(Excerpt to read begins)
Re: epic anthic folds

In general the references to epic anthic seem to be sort of single-yolked pails (if I may mix my forum idioms). What I mean is that someone hearing epicanthic for the first time assumes that it contains the word epic, but can assign it no meaning (a pail). Additionally, the *anthic residue remains completely opaque (i.e. the reworking of epicanthic is single-yolked).

I would have thought that antic would be a good candidate for that residue, especially in discussion of “badass” monsters. It’s a relatively low frequency word that differs by only one segment (th > t). A Google search for “epic antic” returns 24 unique hits, 20 of which appear to be written in English. Four of those are identical, from an essay on James Joyce’s Ulysses.

Fundamentally paradoxical—a comic epic, antic and grave, mordant and
heartbreaking—Ulysses is an encyclopedia of modernism and a gospel of postmodernism.
http://findarticles.com/p/articles/mi_m … _n6361494/

That leaves 16 usages that might have been somehow motivated by a misunderstood and poorly remembered hearing of epicanthic, but none of the sixteen mention folds or eyes. This is not quite definitive rejection of my hypothesis, but it is far from supportive.

(Google-related curiosity: although “epic antic folds” is a googlenope, I have learned that Epic Records underwrites the antics of Ben Folds.)
(Excerpt to read ends)
> **Assigned task**
Transcribe the part of the forum post on epic anthic folds starting at "I would have" and ending at "James Joyce’s Ulysses.".
(Extracted records begins)
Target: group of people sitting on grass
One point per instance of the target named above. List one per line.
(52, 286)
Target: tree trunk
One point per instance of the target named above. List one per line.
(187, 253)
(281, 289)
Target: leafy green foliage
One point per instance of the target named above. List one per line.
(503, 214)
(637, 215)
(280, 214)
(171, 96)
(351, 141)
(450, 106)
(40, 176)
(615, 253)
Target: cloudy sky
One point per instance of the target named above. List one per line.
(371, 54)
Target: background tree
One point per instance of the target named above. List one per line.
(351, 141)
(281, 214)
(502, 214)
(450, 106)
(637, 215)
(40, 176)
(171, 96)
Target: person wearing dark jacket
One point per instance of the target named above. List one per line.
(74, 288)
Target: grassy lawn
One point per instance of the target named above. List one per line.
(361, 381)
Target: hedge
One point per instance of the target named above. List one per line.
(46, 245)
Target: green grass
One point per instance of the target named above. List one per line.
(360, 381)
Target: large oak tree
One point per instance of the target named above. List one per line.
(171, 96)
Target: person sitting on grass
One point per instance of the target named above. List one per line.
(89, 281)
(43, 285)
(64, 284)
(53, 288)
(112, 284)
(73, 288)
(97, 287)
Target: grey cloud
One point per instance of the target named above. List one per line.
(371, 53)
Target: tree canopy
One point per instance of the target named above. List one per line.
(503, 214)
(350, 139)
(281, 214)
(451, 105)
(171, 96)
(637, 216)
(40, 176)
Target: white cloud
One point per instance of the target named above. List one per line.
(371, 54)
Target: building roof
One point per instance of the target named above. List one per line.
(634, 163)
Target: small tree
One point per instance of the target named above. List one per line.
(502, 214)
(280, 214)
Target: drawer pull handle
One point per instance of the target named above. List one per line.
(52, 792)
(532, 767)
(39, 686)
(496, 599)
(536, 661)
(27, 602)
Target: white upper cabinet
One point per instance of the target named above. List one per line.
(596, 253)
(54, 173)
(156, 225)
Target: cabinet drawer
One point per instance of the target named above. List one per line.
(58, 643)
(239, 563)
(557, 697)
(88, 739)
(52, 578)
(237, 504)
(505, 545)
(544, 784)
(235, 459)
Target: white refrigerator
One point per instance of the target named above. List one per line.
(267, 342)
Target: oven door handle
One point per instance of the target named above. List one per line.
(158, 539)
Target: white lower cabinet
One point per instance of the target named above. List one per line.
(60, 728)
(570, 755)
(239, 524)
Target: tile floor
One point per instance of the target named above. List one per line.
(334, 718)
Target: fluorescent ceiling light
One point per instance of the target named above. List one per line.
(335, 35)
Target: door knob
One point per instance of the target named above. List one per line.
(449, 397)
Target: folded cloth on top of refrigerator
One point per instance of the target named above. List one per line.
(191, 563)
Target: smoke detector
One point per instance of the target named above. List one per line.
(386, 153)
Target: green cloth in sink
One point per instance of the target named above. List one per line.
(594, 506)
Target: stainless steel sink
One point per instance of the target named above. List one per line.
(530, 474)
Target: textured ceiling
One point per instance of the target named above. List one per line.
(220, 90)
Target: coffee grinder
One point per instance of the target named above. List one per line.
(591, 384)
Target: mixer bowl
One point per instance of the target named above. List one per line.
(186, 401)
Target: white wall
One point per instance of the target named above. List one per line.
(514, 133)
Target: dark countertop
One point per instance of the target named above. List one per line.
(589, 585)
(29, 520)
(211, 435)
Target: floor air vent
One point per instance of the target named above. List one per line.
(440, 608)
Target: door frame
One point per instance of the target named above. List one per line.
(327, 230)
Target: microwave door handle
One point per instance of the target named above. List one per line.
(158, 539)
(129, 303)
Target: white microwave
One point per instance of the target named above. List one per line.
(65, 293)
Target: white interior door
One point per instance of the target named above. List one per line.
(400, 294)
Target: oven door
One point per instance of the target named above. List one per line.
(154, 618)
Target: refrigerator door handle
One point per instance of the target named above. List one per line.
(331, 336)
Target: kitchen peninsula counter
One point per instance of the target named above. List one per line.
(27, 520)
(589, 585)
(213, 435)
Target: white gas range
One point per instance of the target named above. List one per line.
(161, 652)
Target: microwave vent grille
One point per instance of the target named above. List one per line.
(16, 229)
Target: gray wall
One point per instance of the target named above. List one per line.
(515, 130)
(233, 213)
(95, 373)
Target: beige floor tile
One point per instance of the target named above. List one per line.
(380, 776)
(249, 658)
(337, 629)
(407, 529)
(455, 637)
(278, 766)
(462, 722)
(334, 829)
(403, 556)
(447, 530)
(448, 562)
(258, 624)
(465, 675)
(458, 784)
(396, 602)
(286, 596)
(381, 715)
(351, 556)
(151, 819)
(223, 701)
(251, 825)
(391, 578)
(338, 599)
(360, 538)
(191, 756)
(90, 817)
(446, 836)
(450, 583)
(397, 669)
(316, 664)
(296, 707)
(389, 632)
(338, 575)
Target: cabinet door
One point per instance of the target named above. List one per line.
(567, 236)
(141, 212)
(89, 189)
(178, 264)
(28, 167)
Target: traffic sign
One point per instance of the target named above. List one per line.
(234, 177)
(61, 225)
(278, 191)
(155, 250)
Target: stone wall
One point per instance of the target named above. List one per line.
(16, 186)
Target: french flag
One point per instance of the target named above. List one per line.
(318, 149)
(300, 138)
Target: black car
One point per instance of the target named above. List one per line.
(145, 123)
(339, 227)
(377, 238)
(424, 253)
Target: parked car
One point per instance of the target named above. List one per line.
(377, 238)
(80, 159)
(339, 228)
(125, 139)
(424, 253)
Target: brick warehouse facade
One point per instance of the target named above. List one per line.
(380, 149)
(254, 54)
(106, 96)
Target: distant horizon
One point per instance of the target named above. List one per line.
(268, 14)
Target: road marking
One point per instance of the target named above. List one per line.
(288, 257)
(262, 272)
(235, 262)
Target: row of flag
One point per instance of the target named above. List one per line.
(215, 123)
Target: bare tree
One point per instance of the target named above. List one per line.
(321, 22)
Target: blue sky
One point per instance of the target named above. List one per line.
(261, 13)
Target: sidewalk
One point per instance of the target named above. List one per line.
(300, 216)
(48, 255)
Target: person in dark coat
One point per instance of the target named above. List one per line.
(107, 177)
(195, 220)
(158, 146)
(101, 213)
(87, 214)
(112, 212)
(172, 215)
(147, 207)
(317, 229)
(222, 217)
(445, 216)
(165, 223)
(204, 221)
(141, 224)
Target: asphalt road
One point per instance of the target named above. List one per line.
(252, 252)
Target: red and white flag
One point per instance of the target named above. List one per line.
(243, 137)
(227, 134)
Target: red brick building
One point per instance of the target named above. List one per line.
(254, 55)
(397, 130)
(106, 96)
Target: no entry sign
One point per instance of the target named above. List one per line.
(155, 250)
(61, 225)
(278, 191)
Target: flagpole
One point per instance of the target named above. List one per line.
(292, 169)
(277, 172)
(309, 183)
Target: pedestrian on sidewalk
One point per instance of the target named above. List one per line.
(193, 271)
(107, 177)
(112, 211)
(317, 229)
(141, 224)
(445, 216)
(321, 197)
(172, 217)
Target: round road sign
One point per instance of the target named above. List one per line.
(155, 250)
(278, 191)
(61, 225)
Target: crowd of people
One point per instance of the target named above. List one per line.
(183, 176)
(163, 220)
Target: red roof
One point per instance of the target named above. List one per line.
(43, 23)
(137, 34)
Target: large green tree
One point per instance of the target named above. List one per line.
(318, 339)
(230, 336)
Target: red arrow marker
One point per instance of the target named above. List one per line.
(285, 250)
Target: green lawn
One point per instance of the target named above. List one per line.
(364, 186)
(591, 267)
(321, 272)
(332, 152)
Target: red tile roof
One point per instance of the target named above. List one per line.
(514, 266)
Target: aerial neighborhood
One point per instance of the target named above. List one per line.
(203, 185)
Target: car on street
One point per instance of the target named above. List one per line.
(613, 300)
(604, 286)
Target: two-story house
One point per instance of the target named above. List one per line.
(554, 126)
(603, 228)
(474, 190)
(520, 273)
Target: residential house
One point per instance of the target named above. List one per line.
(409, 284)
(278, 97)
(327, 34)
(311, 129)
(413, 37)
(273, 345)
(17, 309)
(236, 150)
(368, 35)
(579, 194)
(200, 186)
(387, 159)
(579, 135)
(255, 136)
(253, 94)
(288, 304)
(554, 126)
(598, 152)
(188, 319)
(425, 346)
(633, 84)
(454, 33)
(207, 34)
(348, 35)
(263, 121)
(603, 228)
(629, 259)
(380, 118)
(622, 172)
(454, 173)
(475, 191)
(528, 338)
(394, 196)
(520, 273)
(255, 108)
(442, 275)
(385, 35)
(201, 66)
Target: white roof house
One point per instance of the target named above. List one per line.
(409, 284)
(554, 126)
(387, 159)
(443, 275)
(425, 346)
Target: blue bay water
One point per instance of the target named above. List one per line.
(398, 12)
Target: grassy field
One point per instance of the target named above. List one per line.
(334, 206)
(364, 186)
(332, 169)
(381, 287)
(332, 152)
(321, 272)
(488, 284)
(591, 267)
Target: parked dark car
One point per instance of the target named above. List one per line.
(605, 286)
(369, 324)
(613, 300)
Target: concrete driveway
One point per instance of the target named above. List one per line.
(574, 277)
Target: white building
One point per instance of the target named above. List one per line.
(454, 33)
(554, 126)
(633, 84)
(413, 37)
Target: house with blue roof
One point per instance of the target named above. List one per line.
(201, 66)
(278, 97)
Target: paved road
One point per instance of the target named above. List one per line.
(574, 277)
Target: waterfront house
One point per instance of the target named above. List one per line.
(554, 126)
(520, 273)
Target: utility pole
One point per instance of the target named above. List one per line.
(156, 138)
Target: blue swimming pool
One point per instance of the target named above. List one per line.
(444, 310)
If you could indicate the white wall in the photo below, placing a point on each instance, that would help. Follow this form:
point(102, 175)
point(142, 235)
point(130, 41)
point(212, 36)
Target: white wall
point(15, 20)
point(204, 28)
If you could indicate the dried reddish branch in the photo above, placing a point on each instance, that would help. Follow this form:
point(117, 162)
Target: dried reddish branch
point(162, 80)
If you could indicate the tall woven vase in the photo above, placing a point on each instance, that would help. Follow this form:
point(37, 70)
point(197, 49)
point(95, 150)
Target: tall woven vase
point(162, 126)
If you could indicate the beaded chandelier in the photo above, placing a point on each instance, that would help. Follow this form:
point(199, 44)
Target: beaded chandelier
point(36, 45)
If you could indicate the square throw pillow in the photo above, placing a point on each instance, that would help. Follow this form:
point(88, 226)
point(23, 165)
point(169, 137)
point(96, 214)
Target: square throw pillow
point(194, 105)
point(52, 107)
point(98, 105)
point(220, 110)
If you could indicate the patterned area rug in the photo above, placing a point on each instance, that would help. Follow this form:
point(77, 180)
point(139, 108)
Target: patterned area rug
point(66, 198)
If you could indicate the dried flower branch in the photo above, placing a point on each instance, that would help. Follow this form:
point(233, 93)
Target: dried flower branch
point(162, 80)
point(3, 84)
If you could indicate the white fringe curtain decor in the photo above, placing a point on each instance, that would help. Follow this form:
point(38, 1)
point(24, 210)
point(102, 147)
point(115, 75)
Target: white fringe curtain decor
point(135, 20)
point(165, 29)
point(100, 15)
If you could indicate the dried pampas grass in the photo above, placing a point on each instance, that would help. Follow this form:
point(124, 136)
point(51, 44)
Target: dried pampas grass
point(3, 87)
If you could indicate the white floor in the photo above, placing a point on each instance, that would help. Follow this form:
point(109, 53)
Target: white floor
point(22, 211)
(Extracted records ends)
> **Solved exercise**
I would have thought that antic would be a good candidate for that residue, especially in discussion of “badass” monsters. It’s a relatively low frequency word that differs by only one segment (th > t). A Google search for “epic antic” returns 24 unique hits, 20 of which appear to be written in English. Four of those are identical, from an essay on James Joyce’s Ulysses.